#### Selected text ####
My being a stranger oddly enlarges my authority, since I am not someone who already loves and values them—I have no dog in this hunt. My authenticity, I think, comes from the fact that I never pretend to see a spark that I don’t see.

And this is how they become such teachers, such gifts to me. After we talk as much as they need to about the physical challenges that have brought them here, with all that pain and discomfort and anxiety, we become together focussed on the light of their spirit, and as we do so, I am able to affirm for myself that this marvelous light lives in every one. Sometimes in the world outside I can still forget this knowledge, especially with someone where I sense a wall. Each session in the hospital allows that experience of the reality of buddha nature to seep more deeply into my cells, expanding me with an unconditional love that astounds me, though it shouldn’t, since the place where our spirits live is entirely separate from the place of the conditions that qualify or constrain our love.

I see now that, as I go knocking on the patients’ doors, I am mining for gold, and the beauty of my search is that I always find it.

January 4, 2009
I showed this entry to Jo, who gently suggested that not all koans are questions. Acknowledging my ignorant arrogance, I still find what follows helpful.

I think I have penetrated the secret of koans, and it seems pretty obvious to me today. The monastic in training who is continually being asked to contemplate questions, and who is continually baffled in her search for the answers, is being introduced at a non-rational level to the idea that, in the realm of ultimate reality, all questions are koans—that is, have no meaning and therefore no answers. Where do you live? What is the best way to cook oatmeal? What color is her hair? What job should I take? What time is it? Is there a God? are all on a plane with What is the sound of one hand clapping?

Even those of us who spend much time in conventional reality, where questions supposedly have answers, do well to limit the number of questions we ask ourselves. Every question, with its neat answer, interrupts the natural flow of our being, lifts us out of that river of connected life that can carry us where we need to go and sets us down on a cold hard rock of false certainty. By limiting our questions, we can learn how to replace asking with listening.

January 5, 2009
When we listen to life, instead of trying to force the world into answers to our questions, we open ourselves to possibilities. Often it’s so exciting to feel the first possibility reveal herself that we may be tempted to seize her, clutch her to our breast, claim her as our answer and so shut the door again. It’s important then to stay with the possibilities, recognize that first one as just one among many, live a bit longer with uncertainty, in the fertile space without answers. When we grasp at the first possibility that shows herself, she is most often not the best, and like a disappointed lover who closes his heart, we may find ourselves rejecting even the idea of having opened to possibilities. “It’s impossible, I will never find the answer,” we may think, forgetting that it was by not looking for answers that we saw the first possibility at all.

January 28, 2009
There is no ego in the breath. It is Us and it is equally Not Us. The breath is the ultimate experience of being in the flow.

February 3, 2009
When we first begin practice, very often we are in considerable pain, and all we want is to be relieved of our suffering, to not experience so much misery.

It may be only later, when our suffering is peeled away that we realize that what was waiting for us there all along was the Pureland, clear, obvious, calling out to us on every side, and it is only now that we have the eyes and ears to experience it.

I can feel now how bliss or nirvana is not some exalted state of Buddhism—it is our natural state of being. In that natural state, except when we are interrupted with intense physical pain, there is a delicious flow of energy throughout our being. Kleshas, dukkha, stresses great and minute, are what form the obstructions, like clots that slow or halt the—perfectly ordinary—flow of bliss. Bliss is the norm, stresses are the interferences.

The “end of suffering” is not an absence but a presence.

Maybe the fifth noble truth should be: When suffering is ended, what remains is bliss.
#### Available data ####
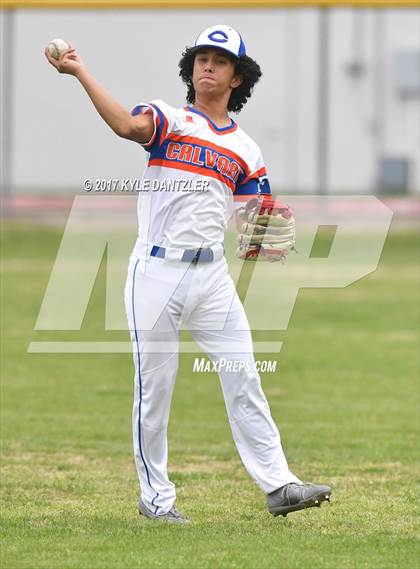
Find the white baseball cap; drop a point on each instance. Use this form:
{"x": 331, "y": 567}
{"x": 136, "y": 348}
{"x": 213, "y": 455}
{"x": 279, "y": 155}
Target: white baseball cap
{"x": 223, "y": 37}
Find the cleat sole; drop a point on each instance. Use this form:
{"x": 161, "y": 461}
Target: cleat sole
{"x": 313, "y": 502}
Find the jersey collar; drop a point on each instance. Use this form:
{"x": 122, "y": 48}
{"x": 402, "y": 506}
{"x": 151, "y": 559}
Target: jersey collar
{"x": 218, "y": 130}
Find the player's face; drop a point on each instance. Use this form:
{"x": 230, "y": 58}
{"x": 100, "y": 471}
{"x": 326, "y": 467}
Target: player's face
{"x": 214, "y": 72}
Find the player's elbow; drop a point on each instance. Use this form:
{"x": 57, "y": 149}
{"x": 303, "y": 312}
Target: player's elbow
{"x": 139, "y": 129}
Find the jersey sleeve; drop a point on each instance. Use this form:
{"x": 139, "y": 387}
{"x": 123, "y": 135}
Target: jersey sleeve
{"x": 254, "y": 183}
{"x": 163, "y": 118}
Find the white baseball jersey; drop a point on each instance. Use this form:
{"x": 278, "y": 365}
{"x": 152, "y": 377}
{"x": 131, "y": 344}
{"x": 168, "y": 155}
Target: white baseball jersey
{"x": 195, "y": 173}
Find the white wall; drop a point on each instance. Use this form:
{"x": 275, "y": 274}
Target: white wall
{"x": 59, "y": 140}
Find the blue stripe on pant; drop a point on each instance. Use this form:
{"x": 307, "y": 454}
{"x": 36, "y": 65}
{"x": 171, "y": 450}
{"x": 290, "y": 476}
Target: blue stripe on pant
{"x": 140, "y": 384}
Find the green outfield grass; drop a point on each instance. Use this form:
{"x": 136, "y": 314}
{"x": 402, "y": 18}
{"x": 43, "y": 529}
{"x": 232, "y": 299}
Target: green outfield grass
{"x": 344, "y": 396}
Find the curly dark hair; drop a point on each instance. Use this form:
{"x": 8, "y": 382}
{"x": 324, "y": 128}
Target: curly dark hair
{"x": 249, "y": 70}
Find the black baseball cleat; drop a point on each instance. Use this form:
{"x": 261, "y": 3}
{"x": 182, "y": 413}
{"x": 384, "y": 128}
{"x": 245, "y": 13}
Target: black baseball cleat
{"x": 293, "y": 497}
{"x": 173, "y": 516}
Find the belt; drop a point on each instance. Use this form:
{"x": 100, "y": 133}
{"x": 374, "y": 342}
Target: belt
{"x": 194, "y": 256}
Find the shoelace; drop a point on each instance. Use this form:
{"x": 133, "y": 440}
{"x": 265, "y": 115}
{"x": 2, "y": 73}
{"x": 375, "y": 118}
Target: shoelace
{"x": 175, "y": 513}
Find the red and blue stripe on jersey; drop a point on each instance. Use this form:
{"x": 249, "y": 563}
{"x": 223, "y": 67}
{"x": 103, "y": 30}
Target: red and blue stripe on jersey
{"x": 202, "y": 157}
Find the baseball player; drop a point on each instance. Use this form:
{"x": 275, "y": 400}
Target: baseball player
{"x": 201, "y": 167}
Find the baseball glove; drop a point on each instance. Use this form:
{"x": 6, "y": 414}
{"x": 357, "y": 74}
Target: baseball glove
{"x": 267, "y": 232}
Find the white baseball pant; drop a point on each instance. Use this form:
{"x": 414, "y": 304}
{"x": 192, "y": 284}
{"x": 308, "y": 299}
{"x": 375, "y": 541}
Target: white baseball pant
####
#### Available data ####
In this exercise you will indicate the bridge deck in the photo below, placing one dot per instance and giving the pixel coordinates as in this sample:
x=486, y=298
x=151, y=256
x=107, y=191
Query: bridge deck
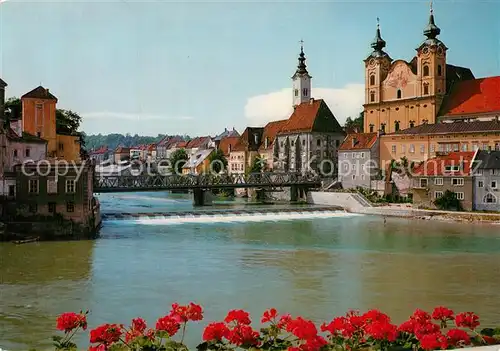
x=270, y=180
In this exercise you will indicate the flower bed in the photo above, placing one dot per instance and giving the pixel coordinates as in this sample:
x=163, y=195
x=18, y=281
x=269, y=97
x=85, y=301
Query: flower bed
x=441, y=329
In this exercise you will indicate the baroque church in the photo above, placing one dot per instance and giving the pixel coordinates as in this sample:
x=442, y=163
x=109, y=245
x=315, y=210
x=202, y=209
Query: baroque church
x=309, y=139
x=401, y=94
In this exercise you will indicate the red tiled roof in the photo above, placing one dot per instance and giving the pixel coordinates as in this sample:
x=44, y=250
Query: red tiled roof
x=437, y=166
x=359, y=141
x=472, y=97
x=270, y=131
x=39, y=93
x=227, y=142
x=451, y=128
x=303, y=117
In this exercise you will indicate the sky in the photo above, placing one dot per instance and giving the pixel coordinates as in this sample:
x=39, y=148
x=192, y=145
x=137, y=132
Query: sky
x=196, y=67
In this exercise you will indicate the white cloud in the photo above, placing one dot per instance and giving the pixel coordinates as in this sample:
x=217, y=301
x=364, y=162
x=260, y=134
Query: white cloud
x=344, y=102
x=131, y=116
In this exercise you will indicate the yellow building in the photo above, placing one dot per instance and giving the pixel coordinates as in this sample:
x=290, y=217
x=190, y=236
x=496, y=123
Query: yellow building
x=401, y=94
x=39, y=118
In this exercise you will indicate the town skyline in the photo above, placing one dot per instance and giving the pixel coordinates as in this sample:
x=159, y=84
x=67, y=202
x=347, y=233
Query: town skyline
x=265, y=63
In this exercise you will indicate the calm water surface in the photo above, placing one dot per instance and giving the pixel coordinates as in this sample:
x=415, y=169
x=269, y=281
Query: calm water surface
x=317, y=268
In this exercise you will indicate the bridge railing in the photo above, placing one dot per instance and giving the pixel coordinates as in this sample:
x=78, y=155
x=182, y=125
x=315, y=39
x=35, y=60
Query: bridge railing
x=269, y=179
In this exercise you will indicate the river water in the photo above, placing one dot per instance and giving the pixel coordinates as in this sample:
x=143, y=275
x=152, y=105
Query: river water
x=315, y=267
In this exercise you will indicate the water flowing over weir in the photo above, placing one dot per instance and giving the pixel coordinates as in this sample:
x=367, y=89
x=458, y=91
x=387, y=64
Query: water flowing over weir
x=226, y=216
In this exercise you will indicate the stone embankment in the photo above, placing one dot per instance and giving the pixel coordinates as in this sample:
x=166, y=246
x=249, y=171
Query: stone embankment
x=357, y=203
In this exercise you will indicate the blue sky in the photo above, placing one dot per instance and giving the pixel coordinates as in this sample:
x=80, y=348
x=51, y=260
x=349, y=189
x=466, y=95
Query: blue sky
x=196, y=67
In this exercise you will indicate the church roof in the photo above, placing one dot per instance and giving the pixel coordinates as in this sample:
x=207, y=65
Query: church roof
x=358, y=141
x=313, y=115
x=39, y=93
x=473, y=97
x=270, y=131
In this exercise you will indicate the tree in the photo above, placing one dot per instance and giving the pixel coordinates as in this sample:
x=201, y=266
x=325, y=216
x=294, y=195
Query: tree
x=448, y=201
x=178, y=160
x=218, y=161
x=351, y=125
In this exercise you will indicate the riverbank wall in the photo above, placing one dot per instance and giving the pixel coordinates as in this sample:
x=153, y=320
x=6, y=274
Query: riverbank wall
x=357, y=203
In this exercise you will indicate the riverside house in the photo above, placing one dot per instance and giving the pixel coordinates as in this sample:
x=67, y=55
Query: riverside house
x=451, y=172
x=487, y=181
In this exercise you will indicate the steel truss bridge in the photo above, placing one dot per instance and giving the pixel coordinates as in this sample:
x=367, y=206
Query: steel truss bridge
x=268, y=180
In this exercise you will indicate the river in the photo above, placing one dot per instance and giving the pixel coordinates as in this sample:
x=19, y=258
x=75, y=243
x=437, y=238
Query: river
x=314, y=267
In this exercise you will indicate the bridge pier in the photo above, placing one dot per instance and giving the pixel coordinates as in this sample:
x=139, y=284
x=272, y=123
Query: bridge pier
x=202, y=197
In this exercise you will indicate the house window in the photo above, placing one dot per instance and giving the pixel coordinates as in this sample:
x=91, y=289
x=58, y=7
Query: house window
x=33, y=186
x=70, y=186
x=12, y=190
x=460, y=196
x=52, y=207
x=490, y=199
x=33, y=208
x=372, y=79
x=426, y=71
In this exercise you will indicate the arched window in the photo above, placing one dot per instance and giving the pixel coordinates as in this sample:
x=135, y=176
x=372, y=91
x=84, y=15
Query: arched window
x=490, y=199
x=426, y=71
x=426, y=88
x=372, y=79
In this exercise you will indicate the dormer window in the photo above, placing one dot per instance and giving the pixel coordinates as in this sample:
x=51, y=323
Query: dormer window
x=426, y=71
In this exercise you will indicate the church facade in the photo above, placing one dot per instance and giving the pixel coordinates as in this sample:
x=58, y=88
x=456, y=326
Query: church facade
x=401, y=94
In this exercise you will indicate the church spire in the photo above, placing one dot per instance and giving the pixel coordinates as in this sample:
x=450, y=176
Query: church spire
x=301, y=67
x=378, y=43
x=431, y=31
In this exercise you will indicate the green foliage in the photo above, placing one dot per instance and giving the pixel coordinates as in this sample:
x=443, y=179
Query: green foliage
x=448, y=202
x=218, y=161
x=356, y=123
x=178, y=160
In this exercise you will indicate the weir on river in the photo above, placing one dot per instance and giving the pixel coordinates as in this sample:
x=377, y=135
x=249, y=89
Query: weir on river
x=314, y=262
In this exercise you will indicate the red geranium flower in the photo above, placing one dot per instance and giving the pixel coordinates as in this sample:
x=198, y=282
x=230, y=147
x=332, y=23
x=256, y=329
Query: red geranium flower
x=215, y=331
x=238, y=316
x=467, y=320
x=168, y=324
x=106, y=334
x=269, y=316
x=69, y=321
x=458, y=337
####
Reproduce word for word the stretch of the journal text from "It may be only" through "are the interferences.".

• **Task response**:
It may be only later, when our suffering is peeled away that we realize that what was waiting for us there all along was the Pureland, clear, obvious, calling out to us on every side, and it is only now that we have the eyes and ears to experience it.

I can feel now how bliss or nirvana is not some exalted state of Buddhism—it is our natural state of being. In that natural state, except when we are interrupted with intense physical pain, there is a delicious flow of energy throughout our being. Kleshas, dukkha, stresses great and minute, are what form the obstructions, like clots that slow or halt the—perfectly ordinary—flow of bliss. Bliss is the norm, stresses are the interferences.